= THE TASK =
Reproduce the listing below word for word, keeping every line unchanged.
#####
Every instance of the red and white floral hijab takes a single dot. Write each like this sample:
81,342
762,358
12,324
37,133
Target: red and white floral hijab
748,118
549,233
#####
= CORRECT RESULT =
Every instance of the red and white floral hijab takes a single dot. Write each like this sample:
81,342
762,358
12,324
37,133
Target: red and white floral hijab
748,118
549,233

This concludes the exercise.